(Dataset entries)

────────────────

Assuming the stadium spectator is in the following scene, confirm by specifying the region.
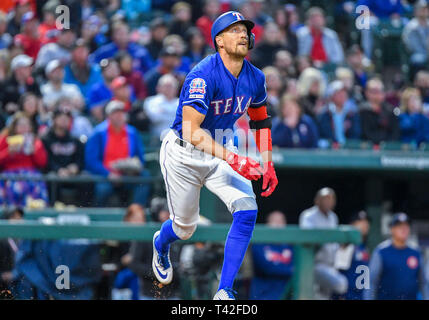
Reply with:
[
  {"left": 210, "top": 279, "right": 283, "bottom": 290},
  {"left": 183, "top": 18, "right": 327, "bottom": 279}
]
[
  {"left": 398, "top": 87, "right": 429, "bottom": 146},
  {"left": 346, "top": 45, "right": 371, "bottom": 91},
  {"left": 262, "top": 66, "right": 283, "bottom": 116},
  {"left": 116, "top": 52, "right": 148, "bottom": 101},
  {"left": 364, "top": 213, "right": 428, "bottom": 300},
  {"left": 37, "top": 2, "right": 59, "bottom": 45},
  {"left": 0, "top": 11, "right": 13, "bottom": 50},
  {"left": 333, "top": 210, "right": 371, "bottom": 300},
  {"left": 6, "top": 0, "right": 32, "bottom": 37},
  {"left": 299, "top": 188, "right": 348, "bottom": 299},
  {"left": 110, "top": 76, "right": 135, "bottom": 113},
  {"left": 0, "top": 112, "right": 48, "bottom": 207},
  {"left": 196, "top": 0, "right": 221, "bottom": 47},
  {"left": 0, "top": 54, "right": 40, "bottom": 116},
  {"left": 249, "top": 210, "right": 294, "bottom": 300},
  {"left": 284, "top": 3, "right": 304, "bottom": 34},
  {"left": 55, "top": 99, "right": 93, "bottom": 141},
  {"left": 335, "top": 66, "right": 364, "bottom": 106},
  {"left": 296, "top": 67, "right": 326, "bottom": 119},
  {"left": 359, "top": 78, "right": 401, "bottom": 144},
  {"left": 80, "top": 14, "right": 108, "bottom": 54},
  {"left": 13, "top": 11, "right": 42, "bottom": 60},
  {"left": 89, "top": 21, "right": 153, "bottom": 74},
  {"left": 18, "top": 92, "right": 43, "bottom": 135},
  {"left": 87, "top": 58, "right": 120, "bottom": 122},
  {"left": 274, "top": 5, "right": 298, "bottom": 55},
  {"left": 251, "top": 21, "right": 292, "bottom": 70},
  {"left": 111, "top": 203, "right": 146, "bottom": 300},
  {"left": 84, "top": 100, "right": 150, "bottom": 207},
  {"left": 273, "top": 50, "right": 297, "bottom": 80},
  {"left": 41, "top": 60, "right": 85, "bottom": 112},
  {"left": 297, "top": 7, "right": 345, "bottom": 67},
  {"left": 317, "top": 80, "right": 361, "bottom": 145},
  {"left": 169, "top": 2, "right": 193, "bottom": 39},
  {"left": 42, "top": 108, "right": 84, "bottom": 177},
  {"left": 414, "top": 70, "right": 429, "bottom": 114},
  {"left": 402, "top": 0, "right": 429, "bottom": 77},
  {"left": 144, "top": 74, "right": 179, "bottom": 140},
  {"left": 0, "top": 207, "right": 23, "bottom": 299},
  {"left": 183, "top": 27, "right": 214, "bottom": 69},
  {"left": 162, "top": 34, "right": 192, "bottom": 74},
  {"left": 146, "top": 17, "right": 169, "bottom": 61},
  {"left": 271, "top": 94, "right": 319, "bottom": 149},
  {"left": 144, "top": 46, "right": 181, "bottom": 96},
  {"left": 63, "top": 38, "right": 103, "bottom": 103},
  {"left": 35, "top": 28, "right": 76, "bottom": 71}
]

────────────────

> [Exercise prompt]: An exact copy of all the lines above is required, with the pictures removed.

> [Result of this task]:
Assuming the stadium spectator is in the following scene, confirm by specifying the region.
Reply with:
[
  {"left": 210, "top": 279, "right": 283, "bottom": 290},
  {"left": 183, "top": 18, "right": 327, "bottom": 279}
]
[
  {"left": 398, "top": 87, "right": 429, "bottom": 146},
  {"left": 346, "top": 45, "right": 371, "bottom": 91},
  {"left": 262, "top": 66, "right": 283, "bottom": 116},
  {"left": 116, "top": 52, "right": 148, "bottom": 101},
  {"left": 364, "top": 213, "right": 428, "bottom": 300},
  {"left": 37, "top": 2, "right": 59, "bottom": 45},
  {"left": 0, "top": 11, "right": 13, "bottom": 50},
  {"left": 333, "top": 210, "right": 371, "bottom": 300},
  {"left": 6, "top": 0, "right": 32, "bottom": 37},
  {"left": 299, "top": 188, "right": 348, "bottom": 299},
  {"left": 110, "top": 76, "right": 135, "bottom": 113},
  {"left": 0, "top": 112, "right": 48, "bottom": 207},
  {"left": 196, "top": 0, "right": 221, "bottom": 47},
  {"left": 0, "top": 54, "right": 40, "bottom": 116},
  {"left": 249, "top": 210, "right": 294, "bottom": 300},
  {"left": 284, "top": 3, "right": 304, "bottom": 34},
  {"left": 55, "top": 99, "right": 93, "bottom": 141},
  {"left": 335, "top": 66, "right": 364, "bottom": 106},
  {"left": 296, "top": 67, "right": 326, "bottom": 119},
  {"left": 359, "top": 78, "right": 401, "bottom": 144},
  {"left": 80, "top": 14, "right": 108, "bottom": 54},
  {"left": 13, "top": 11, "right": 42, "bottom": 60},
  {"left": 89, "top": 21, "right": 153, "bottom": 74},
  {"left": 18, "top": 92, "right": 43, "bottom": 135},
  {"left": 87, "top": 58, "right": 120, "bottom": 122},
  {"left": 274, "top": 5, "right": 298, "bottom": 55},
  {"left": 251, "top": 21, "right": 292, "bottom": 70},
  {"left": 111, "top": 203, "right": 146, "bottom": 300},
  {"left": 84, "top": 100, "right": 150, "bottom": 207},
  {"left": 273, "top": 50, "right": 297, "bottom": 80},
  {"left": 41, "top": 60, "right": 85, "bottom": 112},
  {"left": 297, "top": 7, "right": 345, "bottom": 67},
  {"left": 317, "top": 80, "right": 361, "bottom": 145},
  {"left": 169, "top": 2, "right": 193, "bottom": 39},
  {"left": 42, "top": 108, "right": 84, "bottom": 177},
  {"left": 414, "top": 70, "right": 429, "bottom": 114},
  {"left": 402, "top": 0, "right": 429, "bottom": 77},
  {"left": 144, "top": 74, "right": 179, "bottom": 140},
  {"left": 0, "top": 207, "right": 23, "bottom": 299},
  {"left": 183, "top": 27, "right": 214, "bottom": 69},
  {"left": 162, "top": 34, "right": 192, "bottom": 74},
  {"left": 146, "top": 17, "right": 169, "bottom": 61},
  {"left": 271, "top": 94, "right": 319, "bottom": 149},
  {"left": 144, "top": 46, "right": 181, "bottom": 96},
  {"left": 63, "top": 38, "right": 103, "bottom": 103},
  {"left": 35, "top": 28, "right": 76, "bottom": 71}
]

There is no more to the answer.